START DATA RECORDS

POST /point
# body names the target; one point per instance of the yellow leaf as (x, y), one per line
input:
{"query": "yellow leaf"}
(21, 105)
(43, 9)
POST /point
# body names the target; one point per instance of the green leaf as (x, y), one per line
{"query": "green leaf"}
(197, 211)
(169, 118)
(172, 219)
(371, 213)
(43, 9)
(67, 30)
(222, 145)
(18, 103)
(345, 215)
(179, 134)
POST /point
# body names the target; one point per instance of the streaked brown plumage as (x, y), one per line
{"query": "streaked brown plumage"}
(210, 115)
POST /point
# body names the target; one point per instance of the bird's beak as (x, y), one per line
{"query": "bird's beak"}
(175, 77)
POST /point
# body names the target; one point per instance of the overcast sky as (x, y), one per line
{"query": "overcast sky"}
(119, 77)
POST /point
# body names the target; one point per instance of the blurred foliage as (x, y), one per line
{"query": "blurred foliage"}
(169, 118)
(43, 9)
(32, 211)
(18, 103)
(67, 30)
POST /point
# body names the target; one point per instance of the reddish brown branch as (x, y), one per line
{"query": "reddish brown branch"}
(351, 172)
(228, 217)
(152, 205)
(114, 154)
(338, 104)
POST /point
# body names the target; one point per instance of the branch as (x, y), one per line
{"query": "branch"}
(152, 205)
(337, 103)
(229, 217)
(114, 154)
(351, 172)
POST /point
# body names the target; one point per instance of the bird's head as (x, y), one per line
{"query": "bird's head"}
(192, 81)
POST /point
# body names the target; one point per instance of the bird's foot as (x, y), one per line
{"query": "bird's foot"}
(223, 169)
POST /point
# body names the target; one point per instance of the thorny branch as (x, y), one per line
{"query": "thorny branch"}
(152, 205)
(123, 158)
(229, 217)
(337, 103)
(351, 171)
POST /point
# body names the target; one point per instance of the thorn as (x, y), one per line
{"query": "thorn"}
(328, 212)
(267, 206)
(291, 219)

END DATA RECORDS

REQUIREMENT: Every word of every entry must be returned as it appears.

OUTPUT BELOW:
POST /point
# body names the target; one point per instance of the yellow leaf as (x, y), one per line
input:
{"query": "yellow leaf"}
(21, 105)
(43, 9)
POST /point
# body names the target; one point per instance of the green leaf as (x, y), one per line
{"query": "green leaf"}
(197, 211)
(169, 118)
(172, 219)
(371, 213)
(43, 9)
(67, 30)
(222, 145)
(18, 103)
(345, 215)
(179, 134)
POST /point
# body names the target; one point per instance of the streaked brown plumage as (x, y), one per line
{"query": "streaked brown plumage"}
(210, 115)
POST /point
# body names the target; one point per instance of the bird's beak as (x, y), one per line
{"query": "bird's beak"}
(175, 77)
POST /point
# body names the target; one point per instance of the overcast sky as (x, y), one per line
{"query": "overcast sky"}
(119, 77)
POST /point
# body names the target; one point per instance of the blurred foliage as (x, y), one per line
{"query": "blurred foliage"}
(169, 118)
(43, 9)
(32, 211)
(18, 103)
(67, 30)
POST /point
# body names the target; one point per instance of the reddish brown branch as (x, y), one per line
{"query": "reddish brown branch"}
(351, 172)
(228, 217)
(152, 205)
(114, 154)
(338, 104)
POST /point
# body names the target; one point per instance of the branch as (x, y), one per line
{"query": "branch"}
(152, 205)
(337, 103)
(229, 217)
(114, 154)
(351, 172)
POST /point
# body names the target; one point per instance of the bird's head as (x, y), one per line
{"query": "bird's head"}
(192, 81)
POST /point
# body names the target; one point per instance of the bird's foot as (x, y), one per line
{"query": "bird's foot"}
(223, 169)
POST /point
# body names the target; one point per instance of the thorny branch as (x, y), one per line
{"query": "thorny branch"}
(152, 205)
(123, 158)
(229, 217)
(337, 103)
(351, 171)
POST /point
# body names the target; one point per instance of the thorn as (x, y), one per line
{"query": "thorn"}
(328, 212)
(267, 206)
(291, 219)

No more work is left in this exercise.